- LISTED ENTRIES:
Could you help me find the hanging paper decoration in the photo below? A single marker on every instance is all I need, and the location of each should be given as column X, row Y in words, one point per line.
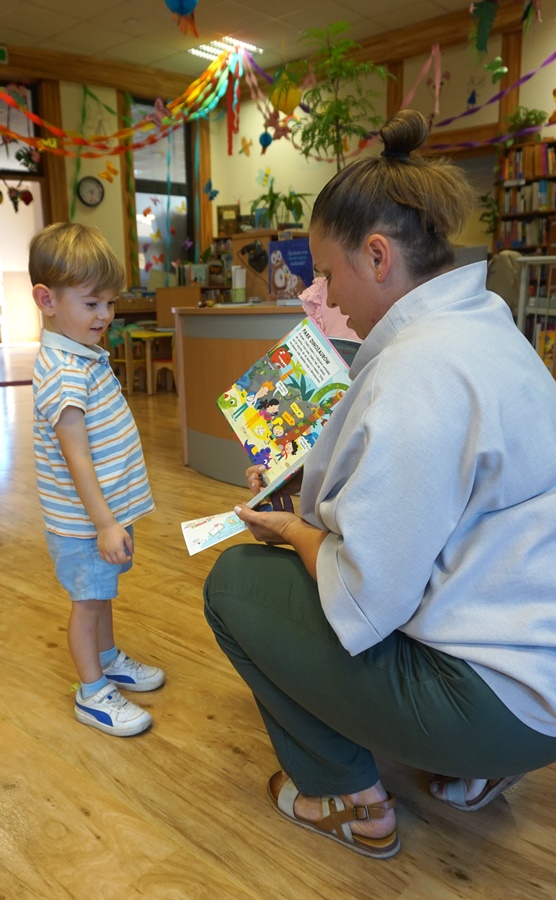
column 210, row 191
column 497, row 68
column 245, row 146
column 284, row 95
column 15, row 195
column 30, row 157
column 109, row 172
column 484, row 13
column 265, row 140
column 183, row 14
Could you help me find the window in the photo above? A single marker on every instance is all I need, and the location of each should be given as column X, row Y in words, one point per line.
column 162, row 197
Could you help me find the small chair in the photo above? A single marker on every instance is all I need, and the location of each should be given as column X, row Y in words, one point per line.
column 163, row 363
column 134, row 362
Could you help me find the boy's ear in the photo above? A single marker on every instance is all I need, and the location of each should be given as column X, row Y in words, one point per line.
column 43, row 298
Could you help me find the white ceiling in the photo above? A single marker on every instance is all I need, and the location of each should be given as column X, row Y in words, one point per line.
column 144, row 32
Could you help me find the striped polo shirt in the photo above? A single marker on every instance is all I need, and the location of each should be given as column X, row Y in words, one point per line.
column 70, row 374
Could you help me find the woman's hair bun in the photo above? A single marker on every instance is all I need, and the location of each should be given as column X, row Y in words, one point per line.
column 405, row 131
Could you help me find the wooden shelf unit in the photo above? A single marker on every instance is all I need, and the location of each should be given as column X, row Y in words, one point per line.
column 527, row 197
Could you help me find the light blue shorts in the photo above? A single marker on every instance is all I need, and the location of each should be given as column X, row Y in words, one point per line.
column 80, row 569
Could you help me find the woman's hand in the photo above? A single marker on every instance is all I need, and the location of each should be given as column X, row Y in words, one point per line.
column 256, row 482
column 270, row 527
column 283, row 527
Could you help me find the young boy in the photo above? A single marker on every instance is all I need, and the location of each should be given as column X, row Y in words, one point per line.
column 91, row 474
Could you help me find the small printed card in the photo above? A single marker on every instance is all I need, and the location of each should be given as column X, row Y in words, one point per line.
column 200, row 534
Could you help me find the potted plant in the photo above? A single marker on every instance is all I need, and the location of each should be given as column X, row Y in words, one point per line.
column 525, row 117
column 338, row 106
column 278, row 206
column 490, row 215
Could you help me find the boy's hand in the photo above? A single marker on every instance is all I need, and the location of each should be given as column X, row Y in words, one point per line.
column 114, row 544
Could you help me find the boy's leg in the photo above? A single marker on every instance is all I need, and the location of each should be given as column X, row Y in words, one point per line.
column 325, row 710
column 83, row 637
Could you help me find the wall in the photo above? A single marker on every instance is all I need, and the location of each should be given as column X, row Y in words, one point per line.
column 20, row 319
column 237, row 176
column 109, row 215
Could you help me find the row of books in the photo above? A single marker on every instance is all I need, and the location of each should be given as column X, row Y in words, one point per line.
column 516, row 233
column 537, row 195
column 533, row 160
column 545, row 341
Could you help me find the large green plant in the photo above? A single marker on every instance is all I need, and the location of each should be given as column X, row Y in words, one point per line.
column 339, row 105
column 277, row 205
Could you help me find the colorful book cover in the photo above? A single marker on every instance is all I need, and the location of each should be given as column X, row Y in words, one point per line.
column 277, row 410
column 280, row 406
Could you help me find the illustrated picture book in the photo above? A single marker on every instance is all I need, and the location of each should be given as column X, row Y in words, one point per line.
column 277, row 410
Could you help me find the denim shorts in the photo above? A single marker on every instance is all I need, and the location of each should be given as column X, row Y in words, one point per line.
column 80, row 569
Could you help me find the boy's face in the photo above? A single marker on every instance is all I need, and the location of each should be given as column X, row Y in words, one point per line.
column 79, row 313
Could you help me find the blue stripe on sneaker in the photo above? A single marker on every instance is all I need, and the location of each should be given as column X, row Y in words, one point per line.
column 96, row 713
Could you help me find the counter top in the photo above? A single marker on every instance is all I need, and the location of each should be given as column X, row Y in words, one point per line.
column 248, row 309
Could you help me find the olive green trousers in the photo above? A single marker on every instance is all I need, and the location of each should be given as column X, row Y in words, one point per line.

- SET TASK:
Print each record exactly as it stands, leaving the images out.

- ANSWER FOR THE TASK:
Could you help me find the hanging paper decoration in the photo below? A single marker on every instance is all I need, and the location of each should be given as column X, row Y in words, one point per line.
column 210, row 191
column 497, row 68
column 245, row 146
column 284, row 95
column 15, row 195
column 30, row 157
column 109, row 172
column 484, row 13
column 265, row 140
column 183, row 14
Could you help me find the window in the photo above? A single marker on every instance is all I need, and the location of each should be given as column X, row Y in words, one point per line.
column 162, row 197
Could you help me find the small chair in the photo above? A single marker on every instance is all I need, and the location of each should be given as column X, row Y in words, one point per line.
column 163, row 363
column 134, row 362
Could you help me find the boy's ear in the photo above? A single marker on every instance is all I need, and the location of each should be given as column X, row Y in words, one point per line.
column 43, row 298
Could you help me find the white ceiling in the photo above? A single marker on every instance is all I need, and the location of each should be given as column X, row Y in words, one point per line.
column 144, row 32
Could you help me find the striped polo shirt in the photo above? A single marker on every instance is all I need, and the location of each should be given as column X, row Y in words, one point per line.
column 70, row 374
Could you help me find the woman's hair bun in the photo above? A single marker on every instance is all I need, and the location of each should be given as column X, row Y in words, one point per line.
column 405, row 131
Could you help me find the wooden shelf unit in the photo above? A single marker on every instance is all I need, and the location of each should be given as column X, row Y in words, one point per line.
column 527, row 197
Could you help me find the light blue shorts in the photo above? A single marker on every instance is all I need, and the location of each should be given as column X, row Y in words, one point per line.
column 80, row 569
Could you help me find the woman's hand in the photo above? A single marker on every instance is all I need, and the location of each should be given as column X, row Y in words, one point per line.
column 256, row 482
column 270, row 527
column 283, row 527
Could you help me find the young boy in the photo above? A single marker on every instance is all I need, and the location of each should be given as column X, row Y in words, one point per line.
column 91, row 474
Could you help me find the small printed card in the photo above? A single marker on every instance is all I need, and the location of each should be given as column X, row Y in words, one point per line.
column 200, row 534
Could you help me find the potted plant in the photo above? A single marker on every instance is all I need, and the location of each should be given as column X, row Y in words, one point per line.
column 525, row 117
column 338, row 106
column 278, row 206
column 490, row 215
Could you help me find the boy's hand in the photo above? A single marker on every instance is all I need, and the location of each should be given as column X, row Y in words, one point per line.
column 114, row 544
Could you help me find the boy's leg in the photo above? A single marker on every instance is all I need, and the location of each should be given as column X, row Y in words, one point per line.
column 325, row 710
column 83, row 637
Could you help me find the wall in the photo above? A single marker on every instance is all I need, and the location of each should be given as column X, row Y in words, one point per line.
column 20, row 319
column 237, row 176
column 109, row 215
Could you help me find the row of books in the photo above? A single marker on every instance is all I need, and the location of each should be given as column X, row Y in words, one point per line.
column 516, row 233
column 537, row 195
column 533, row 160
column 545, row 341
Could you help me find the large green plant in the photo above? A single marker on every instance is all I need, and the location of each should be given as column X, row Y in words, one point per line.
column 339, row 105
column 277, row 205
Could you help me find the colorful book cover in the photo above? A single marker on every instance is all I need, and the location of each should be given as column X, row Y in words, one point per line.
column 277, row 410
column 280, row 406
Could you help me find the illustrated picture book in the photo above? A single marker on every instance is all I need, and the location of each should be given as column X, row Y in words, one point per line.
column 277, row 410
Could you help me find the denim shorts in the photo above? A single marker on every instance is all I need, and the location of each should be given as column X, row Y in words, one point per line.
column 80, row 569
Could you help me find the boy's face in the photo above? A single marker on every instance is all I need, and the location of each should be given as column X, row Y in words, one point per line.
column 79, row 313
Could you help me find the blue stripe on sneaker in the photo above? A single marker on every instance is all I need, and the location of each should be given as column X, row Y in words, one point per line.
column 96, row 713
Could you help me find the counter top in the photo above? A single marker on every instance is all I need, and the location of each should be given as column X, row Y in words, one point per line.
column 248, row 309
Could you help me find the olive green trousers in the photo above? A single marker on every instance is all I need, and the location of each should be given as column X, row Y in words, one point per line.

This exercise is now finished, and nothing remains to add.